■ Dokumenttext:
((
Studien und klinische Berichte haben gezeigt, dass LDN bei einigen Patient
mit Long-COVID und ME/CFS zu einer Reduktion von Fatigue, Schmerz und kognitiven Symptomen beitragen kann. Trotz der positiven Berichte ist die Reaktion auf LDN individuell sehr unterschiedlich. Während einige Patientbereits nach wenigen Wochen eine Besserung der Symptome berichten, kann es bei anderen zu keiner oder nur minimaler Wirkung kommen.
Da LDN Off-Label verwendet wird und die Dosierung sowie die Anwendungsdauer stark variieren können, sollte eine Therapie mit LDN stets unter ärztlicher Aufsicht erfolgen. Eine engmaschige Begleitung ist notwendig, um die optimale Dosis zu bestimmen und mögliche Nebenwirkungen, wie leichte Kopfschmerzen, Schlafstörungen oder Magen-Darm-Beschwerden, zu überwachen und anzupassen.
Mestinon (Pyridostigmin)
Pyridostigmin, das unter dem Handelsnamen Mestinon bekannt ist, wird zur Behandlung der Myasthenia gravis eingesetzt, einer Autoimmunerkrankung, die zu einer Schwäche der willentlich gesteuerten Muskulatur führt. Mestinon wirkt, indem es das Enzym Acetylcholinesterase hemmt, das für den Abbau des Neurotransmitters Acetylcholin verantwortlich ist. Durch die Hemmung dieses Enzyms erhöht sich die Verfügbarkeit von Acetylcholin im synaptischen Spalt und an den neuromuskulären Endplatten, was die Muskelkontraktion und die neuromuskuläre Kommunikation verbessert. Diese Wirkung kann bei Erkrankungen wie Myalgischer Enzephalomyelitis/Chronischem Fatigue-Syndrom (ME/CFS) und Long-COVID, die häufig mit muskulärer Fatigue einhergehen, hilfreich sein, da sie die Muskelleistung und -ausdauer fördern könnte.
))
■ Eingabedaten:
((
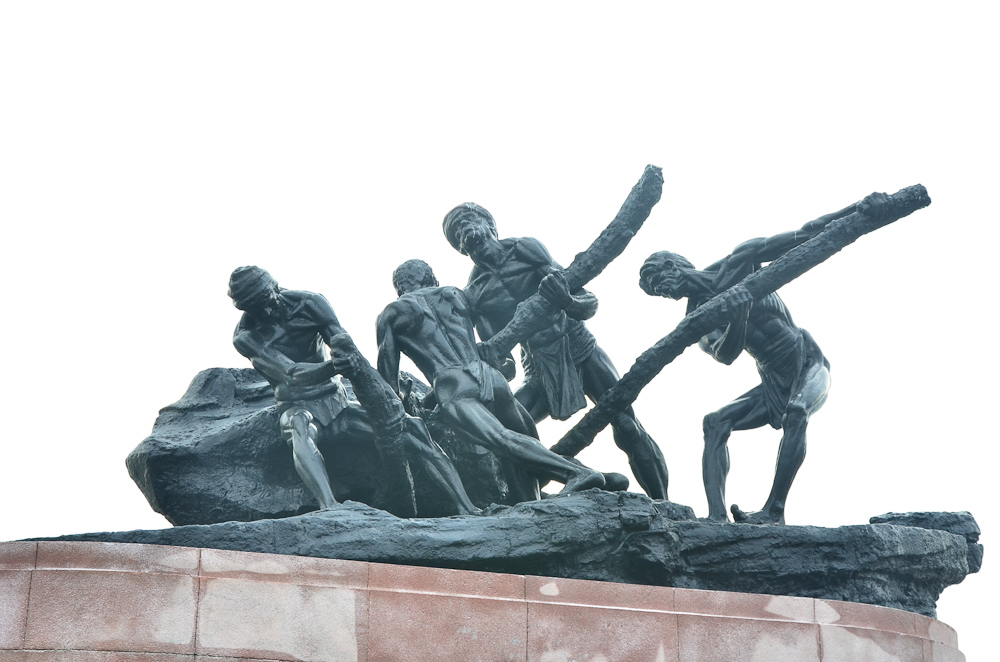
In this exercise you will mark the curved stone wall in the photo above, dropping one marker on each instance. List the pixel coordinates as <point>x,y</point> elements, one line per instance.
))
■ Aufgabe:
Beantworte diese Fragen zum Dokumenttext:
(a) Welche möglichen Nebenwirkungen von LDN sollen überwacht werden?
(b) Unter welchem Handelsnamen ist Pyridostigmin bekannt?
(c) Welches Enzym hemmt Mestinon?

■ Lösung:
(a) Leichte Kopfschmerzen, Schlafstörungen oder Magen-Darm-Beschwerden
(b) Mestinon
(c) Acetylcholinesterase